* **WORK INSTRUCTIONS**:
How many lines in the records below contain the string "light", with case counting? Reply with the number only.

* **DATA**:
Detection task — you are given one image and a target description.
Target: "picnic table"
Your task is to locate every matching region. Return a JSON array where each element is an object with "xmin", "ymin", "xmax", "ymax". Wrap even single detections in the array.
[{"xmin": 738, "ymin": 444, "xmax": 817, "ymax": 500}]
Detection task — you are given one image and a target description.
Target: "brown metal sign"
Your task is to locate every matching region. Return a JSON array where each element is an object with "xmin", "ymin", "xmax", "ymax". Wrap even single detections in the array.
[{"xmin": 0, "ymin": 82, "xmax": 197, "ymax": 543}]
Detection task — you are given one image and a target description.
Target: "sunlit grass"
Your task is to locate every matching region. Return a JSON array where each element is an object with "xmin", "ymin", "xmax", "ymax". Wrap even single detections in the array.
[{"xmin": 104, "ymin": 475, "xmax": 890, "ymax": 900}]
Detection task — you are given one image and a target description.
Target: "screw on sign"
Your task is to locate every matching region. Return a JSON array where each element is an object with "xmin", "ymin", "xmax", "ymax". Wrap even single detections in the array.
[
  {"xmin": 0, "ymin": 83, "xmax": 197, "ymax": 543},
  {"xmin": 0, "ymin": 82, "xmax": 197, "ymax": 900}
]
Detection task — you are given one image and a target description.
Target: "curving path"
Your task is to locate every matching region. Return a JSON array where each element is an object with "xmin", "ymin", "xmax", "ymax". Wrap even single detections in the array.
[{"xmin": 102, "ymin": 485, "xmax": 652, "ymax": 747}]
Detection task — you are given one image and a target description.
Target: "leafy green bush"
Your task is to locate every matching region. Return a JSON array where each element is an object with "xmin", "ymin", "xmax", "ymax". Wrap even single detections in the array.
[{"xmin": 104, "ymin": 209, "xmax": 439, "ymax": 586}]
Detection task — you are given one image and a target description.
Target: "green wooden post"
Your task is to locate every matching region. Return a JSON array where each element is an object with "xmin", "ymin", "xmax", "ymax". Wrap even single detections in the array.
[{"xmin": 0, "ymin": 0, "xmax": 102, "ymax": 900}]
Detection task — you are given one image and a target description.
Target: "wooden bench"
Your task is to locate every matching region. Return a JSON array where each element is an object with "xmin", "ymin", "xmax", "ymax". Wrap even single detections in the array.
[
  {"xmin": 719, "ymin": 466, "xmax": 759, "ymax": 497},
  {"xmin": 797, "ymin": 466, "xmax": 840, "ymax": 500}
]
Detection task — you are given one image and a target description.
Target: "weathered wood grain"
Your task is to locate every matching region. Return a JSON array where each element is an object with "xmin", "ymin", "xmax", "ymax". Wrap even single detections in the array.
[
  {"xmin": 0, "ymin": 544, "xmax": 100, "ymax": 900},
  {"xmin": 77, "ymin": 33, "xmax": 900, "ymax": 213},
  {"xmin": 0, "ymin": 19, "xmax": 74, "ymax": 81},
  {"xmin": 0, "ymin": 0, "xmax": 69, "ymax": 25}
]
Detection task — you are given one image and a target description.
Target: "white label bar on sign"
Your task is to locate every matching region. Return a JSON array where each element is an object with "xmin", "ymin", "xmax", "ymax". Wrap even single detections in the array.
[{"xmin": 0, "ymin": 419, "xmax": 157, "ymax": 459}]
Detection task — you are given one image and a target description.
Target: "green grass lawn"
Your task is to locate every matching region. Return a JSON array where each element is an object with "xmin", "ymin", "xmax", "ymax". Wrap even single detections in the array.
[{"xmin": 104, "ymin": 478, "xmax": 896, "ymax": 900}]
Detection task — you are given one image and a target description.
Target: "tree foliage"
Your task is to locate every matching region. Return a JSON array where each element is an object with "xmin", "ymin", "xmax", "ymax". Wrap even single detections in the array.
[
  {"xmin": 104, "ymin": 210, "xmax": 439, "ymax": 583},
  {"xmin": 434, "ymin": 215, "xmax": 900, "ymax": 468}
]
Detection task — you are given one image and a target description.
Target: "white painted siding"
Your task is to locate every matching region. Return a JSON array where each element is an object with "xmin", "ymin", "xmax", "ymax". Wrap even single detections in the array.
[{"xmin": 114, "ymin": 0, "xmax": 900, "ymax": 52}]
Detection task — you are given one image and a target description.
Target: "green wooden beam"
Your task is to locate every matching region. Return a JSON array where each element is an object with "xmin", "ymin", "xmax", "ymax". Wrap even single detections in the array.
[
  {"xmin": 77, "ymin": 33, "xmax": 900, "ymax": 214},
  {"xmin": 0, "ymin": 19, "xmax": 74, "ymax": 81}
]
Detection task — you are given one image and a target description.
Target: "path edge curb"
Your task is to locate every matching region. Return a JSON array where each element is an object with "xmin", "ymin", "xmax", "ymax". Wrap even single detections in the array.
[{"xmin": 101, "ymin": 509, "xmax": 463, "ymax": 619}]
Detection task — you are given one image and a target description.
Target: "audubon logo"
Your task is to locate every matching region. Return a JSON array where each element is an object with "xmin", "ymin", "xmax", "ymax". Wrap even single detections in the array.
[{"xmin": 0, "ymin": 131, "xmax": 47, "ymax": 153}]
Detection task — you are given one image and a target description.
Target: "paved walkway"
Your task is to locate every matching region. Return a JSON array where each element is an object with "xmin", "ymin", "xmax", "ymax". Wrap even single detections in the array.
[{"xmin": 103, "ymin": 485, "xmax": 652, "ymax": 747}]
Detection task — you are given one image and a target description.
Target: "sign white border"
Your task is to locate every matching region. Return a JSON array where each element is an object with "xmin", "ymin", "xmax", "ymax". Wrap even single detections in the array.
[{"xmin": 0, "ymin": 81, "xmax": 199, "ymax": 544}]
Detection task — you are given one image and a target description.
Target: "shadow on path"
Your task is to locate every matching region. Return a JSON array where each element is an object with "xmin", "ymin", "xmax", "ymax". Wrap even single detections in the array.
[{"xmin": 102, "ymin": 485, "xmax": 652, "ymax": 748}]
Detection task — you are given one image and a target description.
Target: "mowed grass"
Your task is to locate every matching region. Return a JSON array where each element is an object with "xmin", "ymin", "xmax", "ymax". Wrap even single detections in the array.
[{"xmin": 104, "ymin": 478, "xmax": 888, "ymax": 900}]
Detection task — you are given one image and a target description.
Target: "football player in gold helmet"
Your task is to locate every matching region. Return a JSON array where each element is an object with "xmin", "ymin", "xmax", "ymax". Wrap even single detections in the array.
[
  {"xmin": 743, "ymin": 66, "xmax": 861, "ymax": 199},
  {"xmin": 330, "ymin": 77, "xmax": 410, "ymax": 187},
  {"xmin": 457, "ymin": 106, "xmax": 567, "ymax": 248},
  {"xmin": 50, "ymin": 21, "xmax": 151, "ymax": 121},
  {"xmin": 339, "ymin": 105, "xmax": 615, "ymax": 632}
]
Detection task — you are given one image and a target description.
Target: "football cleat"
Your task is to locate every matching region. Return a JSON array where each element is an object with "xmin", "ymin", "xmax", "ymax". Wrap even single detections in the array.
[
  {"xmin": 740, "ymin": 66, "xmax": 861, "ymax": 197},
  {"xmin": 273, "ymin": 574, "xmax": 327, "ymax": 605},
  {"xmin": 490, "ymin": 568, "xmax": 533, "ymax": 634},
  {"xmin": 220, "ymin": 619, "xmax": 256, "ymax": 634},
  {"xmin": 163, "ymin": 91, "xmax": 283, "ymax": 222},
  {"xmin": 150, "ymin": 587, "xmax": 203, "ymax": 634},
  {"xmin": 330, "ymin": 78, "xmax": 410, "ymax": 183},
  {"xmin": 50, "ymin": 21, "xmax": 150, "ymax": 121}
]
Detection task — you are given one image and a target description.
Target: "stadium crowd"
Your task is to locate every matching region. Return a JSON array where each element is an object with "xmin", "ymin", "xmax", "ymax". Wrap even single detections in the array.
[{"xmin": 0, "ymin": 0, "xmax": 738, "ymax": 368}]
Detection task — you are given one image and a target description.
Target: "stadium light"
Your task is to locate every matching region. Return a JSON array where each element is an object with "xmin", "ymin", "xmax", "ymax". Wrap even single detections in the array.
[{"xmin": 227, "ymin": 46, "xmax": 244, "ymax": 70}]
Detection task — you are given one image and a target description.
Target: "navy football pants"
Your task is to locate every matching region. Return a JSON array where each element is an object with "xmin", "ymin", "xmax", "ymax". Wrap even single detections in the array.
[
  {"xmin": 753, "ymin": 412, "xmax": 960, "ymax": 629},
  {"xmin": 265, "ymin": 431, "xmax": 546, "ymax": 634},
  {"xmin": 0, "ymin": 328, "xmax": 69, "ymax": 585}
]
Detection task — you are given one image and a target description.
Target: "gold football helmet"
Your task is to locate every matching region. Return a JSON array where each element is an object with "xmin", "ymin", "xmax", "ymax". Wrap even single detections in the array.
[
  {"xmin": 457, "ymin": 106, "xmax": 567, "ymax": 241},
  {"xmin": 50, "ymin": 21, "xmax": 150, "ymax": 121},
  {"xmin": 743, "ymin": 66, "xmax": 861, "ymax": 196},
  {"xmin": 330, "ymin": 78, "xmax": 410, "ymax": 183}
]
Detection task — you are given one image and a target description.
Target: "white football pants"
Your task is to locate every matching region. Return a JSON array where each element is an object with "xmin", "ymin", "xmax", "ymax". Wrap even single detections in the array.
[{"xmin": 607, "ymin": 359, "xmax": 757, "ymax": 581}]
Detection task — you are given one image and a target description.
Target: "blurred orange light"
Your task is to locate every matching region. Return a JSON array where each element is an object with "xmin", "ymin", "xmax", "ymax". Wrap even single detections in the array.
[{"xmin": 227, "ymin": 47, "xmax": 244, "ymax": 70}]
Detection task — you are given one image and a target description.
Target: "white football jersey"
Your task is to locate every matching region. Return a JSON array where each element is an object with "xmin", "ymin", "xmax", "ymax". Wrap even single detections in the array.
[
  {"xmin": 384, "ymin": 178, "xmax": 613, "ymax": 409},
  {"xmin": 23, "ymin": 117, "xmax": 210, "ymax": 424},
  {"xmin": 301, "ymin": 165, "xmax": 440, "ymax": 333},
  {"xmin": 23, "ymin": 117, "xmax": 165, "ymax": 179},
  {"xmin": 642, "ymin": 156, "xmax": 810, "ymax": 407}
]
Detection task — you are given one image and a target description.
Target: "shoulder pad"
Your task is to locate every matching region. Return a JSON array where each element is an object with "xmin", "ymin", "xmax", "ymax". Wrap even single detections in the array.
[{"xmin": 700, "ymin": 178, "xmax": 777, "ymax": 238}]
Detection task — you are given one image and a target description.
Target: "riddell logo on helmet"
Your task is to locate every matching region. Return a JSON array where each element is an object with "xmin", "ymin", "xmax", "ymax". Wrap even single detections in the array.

* **OUTPUT FOR THIS EXERCISE**:
2